# TEXT SEGMENT
-- Opening Marker --
Scientists have pinpointed a key sequence of genes which appear to be active in rapidly developing cancers.
Stem cells may drive tumour growth
They believe activity among the 11 genes in the pathway is a potent sign that cancer will spread, and probably result in death.
It is thought the genes may control tumour stem cells that drive the development of the cancer.
The study, by the Sidney Kimmel Cancer Center, is published in the Journal of clinical Investigation.
The researchers evaluated 1,122 cancer patients diagnosed with 10 different types of cancer.
They examined tumours for signs of activity in an 11-gene sequence linked to the proliferation of normal stem cells in humans.
The same sequence has also been linked to the spread of cancer in mice, and secondary tumours in prostate cancer patients.
They found that a very consistent pattern of activity was present among tumours that spread quickly, and proved fatal - regardless of the type of cancer.
Tumour cell theory
The findings give weight to the theory that cancers contain a small population of tumour stem cells that are responsible for the growth of the tumour, and its spread around the body.
In an editorial in the same journal, experts from the University of Texas MD Anderson Cancer Center, say that previous research has identified other gene sequences thought to predict how a cancer is likely to develop.
-- Closing Marker --
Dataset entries
-- Opening Marker --
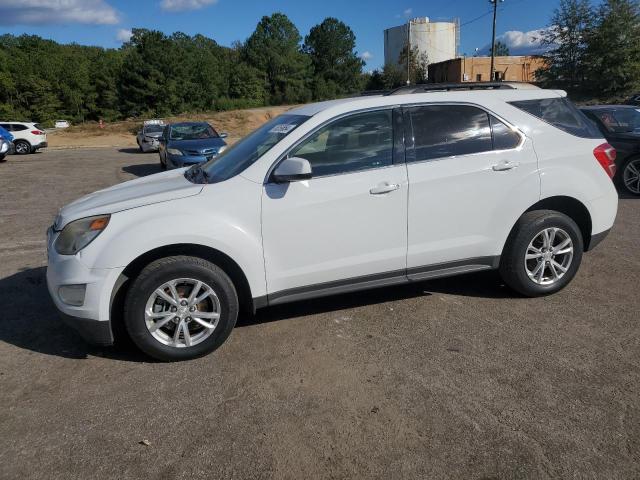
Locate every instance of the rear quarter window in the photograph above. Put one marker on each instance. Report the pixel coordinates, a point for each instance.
(560, 113)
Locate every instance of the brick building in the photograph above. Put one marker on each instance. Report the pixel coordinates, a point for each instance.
(477, 69)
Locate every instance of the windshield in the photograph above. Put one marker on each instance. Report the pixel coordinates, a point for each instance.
(625, 120)
(244, 153)
(153, 128)
(192, 131)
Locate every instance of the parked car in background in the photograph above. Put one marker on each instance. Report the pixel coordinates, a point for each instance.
(6, 147)
(334, 197)
(148, 138)
(634, 99)
(185, 144)
(28, 136)
(620, 125)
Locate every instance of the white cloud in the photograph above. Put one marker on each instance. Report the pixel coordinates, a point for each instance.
(124, 35)
(521, 43)
(180, 5)
(366, 56)
(41, 12)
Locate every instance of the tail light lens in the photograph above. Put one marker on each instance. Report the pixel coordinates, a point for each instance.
(606, 156)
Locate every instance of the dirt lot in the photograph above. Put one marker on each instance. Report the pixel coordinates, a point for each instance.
(454, 378)
(237, 123)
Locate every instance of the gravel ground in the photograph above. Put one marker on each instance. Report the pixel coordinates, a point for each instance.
(455, 378)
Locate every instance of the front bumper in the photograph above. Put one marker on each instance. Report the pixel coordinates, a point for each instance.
(91, 318)
(179, 161)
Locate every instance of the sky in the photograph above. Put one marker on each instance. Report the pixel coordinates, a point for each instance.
(108, 23)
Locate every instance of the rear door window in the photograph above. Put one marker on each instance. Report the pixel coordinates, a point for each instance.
(449, 130)
(504, 137)
(560, 113)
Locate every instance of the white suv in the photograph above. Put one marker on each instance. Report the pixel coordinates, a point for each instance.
(28, 136)
(335, 197)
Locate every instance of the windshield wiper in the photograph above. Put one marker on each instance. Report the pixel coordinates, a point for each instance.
(197, 174)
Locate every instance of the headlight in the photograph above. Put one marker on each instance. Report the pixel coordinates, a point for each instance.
(80, 233)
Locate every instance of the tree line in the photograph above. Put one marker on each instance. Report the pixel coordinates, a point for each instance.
(594, 50)
(154, 74)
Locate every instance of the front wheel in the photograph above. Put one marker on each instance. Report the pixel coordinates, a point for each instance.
(542, 254)
(180, 308)
(22, 147)
(630, 176)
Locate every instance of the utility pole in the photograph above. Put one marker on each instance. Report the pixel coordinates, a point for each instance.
(408, 50)
(493, 37)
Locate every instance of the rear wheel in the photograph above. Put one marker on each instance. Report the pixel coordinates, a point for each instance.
(630, 176)
(22, 147)
(542, 254)
(180, 308)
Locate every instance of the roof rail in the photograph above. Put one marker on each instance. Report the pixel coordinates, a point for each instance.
(446, 87)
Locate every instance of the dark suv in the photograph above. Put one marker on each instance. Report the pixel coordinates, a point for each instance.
(620, 124)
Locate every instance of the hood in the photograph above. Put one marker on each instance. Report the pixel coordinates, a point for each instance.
(157, 188)
(197, 145)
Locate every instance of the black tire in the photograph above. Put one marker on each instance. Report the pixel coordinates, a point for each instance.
(165, 270)
(22, 147)
(512, 262)
(620, 177)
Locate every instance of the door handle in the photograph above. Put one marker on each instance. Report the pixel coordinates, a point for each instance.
(506, 165)
(384, 188)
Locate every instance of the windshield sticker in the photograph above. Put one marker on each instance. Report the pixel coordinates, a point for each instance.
(282, 128)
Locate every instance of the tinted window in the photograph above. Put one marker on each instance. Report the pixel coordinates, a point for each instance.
(560, 113)
(244, 153)
(353, 143)
(625, 120)
(197, 131)
(448, 130)
(504, 137)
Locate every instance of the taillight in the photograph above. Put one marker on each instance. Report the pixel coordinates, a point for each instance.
(606, 156)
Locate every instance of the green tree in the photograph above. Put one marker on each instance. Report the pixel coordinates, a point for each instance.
(337, 69)
(567, 39)
(613, 50)
(274, 49)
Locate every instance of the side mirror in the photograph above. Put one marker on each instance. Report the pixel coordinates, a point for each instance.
(291, 170)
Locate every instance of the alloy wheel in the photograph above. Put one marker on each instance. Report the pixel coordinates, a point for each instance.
(182, 312)
(548, 256)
-- Closing Marker --
# WORK INSTRUCTIONS
- 1) In the cancer gene article, how many cancer patients did the researchers evaluate?
- 2) Write the next part of the cancer gene article, picking up after its final sentence.
Nothing in the data is needed here.

# ANSWERS TO THE TASKS
- 1) The researchers evaluated 1,122 cancer patients.

- 2)
Doubt has subsequently been cast over many of these efforts.
However, they say the latest study may be more significant, as the pattern of gene activity was seen over a range of different cancers, and not just one type.
More work is needed to corroborate the findings, they say, but potentially they could be highly significant.
"Such a 'magic marker' would, if validated, have a major impact on patient care."
Professor Bryan Young, of the charity Cancer Research UK said: "The results from this study show that some people will respond better to treatment than others.
"Understanding why some patients are resistant to treatment helps us explore ways to get round this.
"More research is needed to support this study, but in the future this may be useful when doctors plan a cancer patient's treatment."